Every entry below should be printed again exactly as it reads.
(SOURCE MATERIAL begins)
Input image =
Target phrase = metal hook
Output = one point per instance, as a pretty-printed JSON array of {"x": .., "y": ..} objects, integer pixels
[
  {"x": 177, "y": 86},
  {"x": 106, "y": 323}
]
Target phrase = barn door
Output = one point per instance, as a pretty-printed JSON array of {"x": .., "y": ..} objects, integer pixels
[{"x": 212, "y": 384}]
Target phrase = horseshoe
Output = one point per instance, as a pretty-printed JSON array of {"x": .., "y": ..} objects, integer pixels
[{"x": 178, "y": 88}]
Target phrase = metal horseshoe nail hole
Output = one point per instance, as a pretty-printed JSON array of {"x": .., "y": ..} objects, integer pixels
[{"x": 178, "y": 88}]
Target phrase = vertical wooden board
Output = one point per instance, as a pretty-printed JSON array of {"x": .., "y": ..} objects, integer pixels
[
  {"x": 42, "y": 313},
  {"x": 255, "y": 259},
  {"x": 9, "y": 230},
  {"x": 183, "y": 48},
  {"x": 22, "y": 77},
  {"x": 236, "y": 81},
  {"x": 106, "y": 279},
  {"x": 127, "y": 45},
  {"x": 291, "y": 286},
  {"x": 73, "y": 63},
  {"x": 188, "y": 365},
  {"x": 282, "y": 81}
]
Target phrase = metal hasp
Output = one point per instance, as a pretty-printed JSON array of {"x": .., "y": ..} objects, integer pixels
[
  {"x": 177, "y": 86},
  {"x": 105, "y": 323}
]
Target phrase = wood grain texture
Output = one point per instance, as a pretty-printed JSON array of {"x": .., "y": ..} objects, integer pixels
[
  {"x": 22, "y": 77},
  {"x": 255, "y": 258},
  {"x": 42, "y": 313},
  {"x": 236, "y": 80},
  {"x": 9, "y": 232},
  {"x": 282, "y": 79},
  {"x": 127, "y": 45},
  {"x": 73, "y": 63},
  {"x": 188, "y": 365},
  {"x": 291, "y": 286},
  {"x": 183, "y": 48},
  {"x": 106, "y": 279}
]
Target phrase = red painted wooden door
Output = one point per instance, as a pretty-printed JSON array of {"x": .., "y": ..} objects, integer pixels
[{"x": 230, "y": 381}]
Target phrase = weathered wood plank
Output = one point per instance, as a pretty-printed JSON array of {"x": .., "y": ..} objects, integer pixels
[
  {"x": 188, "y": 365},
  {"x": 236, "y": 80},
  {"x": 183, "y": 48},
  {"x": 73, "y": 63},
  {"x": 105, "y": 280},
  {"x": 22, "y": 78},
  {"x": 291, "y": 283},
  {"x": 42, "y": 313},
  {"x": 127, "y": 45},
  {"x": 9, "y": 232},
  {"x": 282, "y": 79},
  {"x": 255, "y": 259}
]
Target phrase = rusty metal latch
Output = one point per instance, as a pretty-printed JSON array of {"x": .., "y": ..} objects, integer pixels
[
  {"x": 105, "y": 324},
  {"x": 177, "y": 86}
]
(SOURCE MATERIAL ends)
YOUR SOLUTION:
Input image =
Target phrase = metal hook
Output = one point per instance, as a pretty-printed JSON array of {"x": .., "y": ..} objects, integer pixels
[
  {"x": 177, "y": 86},
  {"x": 106, "y": 323}
]
Target phrase = barn door
Output = one point per instance, as a pretty-printed JSON array of {"x": .., "y": ..} objects, integer pixels
[{"x": 212, "y": 384}]
Target phrase = horseshoe
Output = one point per instance, as a pretty-printed JSON array of {"x": .., "y": ..} objects, integer pixels
[{"x": 178, "y": 88}]
Target phrase = metal horseshoe nail hole
Output = one point per instance, as a pretty-printed JSON array of {"x": .., "y": ..} objects, integer pixels
[{"x": 178, "y": 88}]
Target phrase = vertical wooden board
Output = one point per instance, as a pretty-printed JSON array of {"x": .., "y": ..} objects, integer pixels
[
  {"x": 42, "y": 313},
  {"x": 255, "y": 259},
  {"x": 9, "y": 230},
  {"x": 183, "y": 48},
  {"x": 22, "y": 77},
  {"x": 236, "y": 81},
  {"x": 106, "y": 279},
  {"x": 127, "y": 45},
  {"x": 291, "y": 286},
  {"x": 73, "y": 63},
  {"x": 188, "y": 365},
  {"x": 282, "y": 81}
]
Target phrase = metal hasp
Output = one point per instance, as a pretty-printed JSON array of {"x": .., "y": ..} objects, integer pixels
[
  {"x": 177, "y": 86},
  {"x": 105, "y": 323}
]
Target phrase = wood grain texture
Output = one point per instance, as a pretty-printed JSON array of {"x": .., "y": ..} objects, integer pixels
[
  {"x": 22, "y": 77},
  {"x": 255, "y": 258},
  {"x": 42, "y": 313},
  {"x": 236, "y": 80},
  {"x": 9, "y": 232},
  {"x": 282, "y": 79},
  {"x": 127, "y": 45},
  {"x": 73, "y": 63},
  {"x": 188, "y": 365},
  {"x": 291, "y": 286},
  {"x": 183, "y": 48},
  {"x": 106, "y": 279}
]
Target phrase = red painted wooden door
Output = one point per instance, as a pretty-printed JSON array of {"x": .., "y": ..} objects, integer pixels
[{"x": 230, "y": 381}]
Target phrase = weathered wood plank
Output = one point per instance, as a pretty-printed JSON array of {"x": .., "y": ..} objects, integer pixels
[
  {"x": 188, "y": 365},
  {"x": 236, "y": 80},
  {"x": 183, "y": 48},
  {"x": 73, "y": 63},
  {"x": 105, "y": 280},
  {"x": 22, "y": 78},
  {"x": 291, "y": 283},
  {"x": 42, "y": 313},
  {"x": 127, "y": 45},
  {"x": 9, "y": 232},
  {"x": 282, "y": 79},
  {"x": 255, "y": 259}
]
Target phrase = rusty metal latch
Output = one point per instance, as a pretty-printed JSON array of {"x": .., "y": ..} objects, integer pixels
[
  {"x": 105, "y": 324},
  {"x": 177, "y": 86}
]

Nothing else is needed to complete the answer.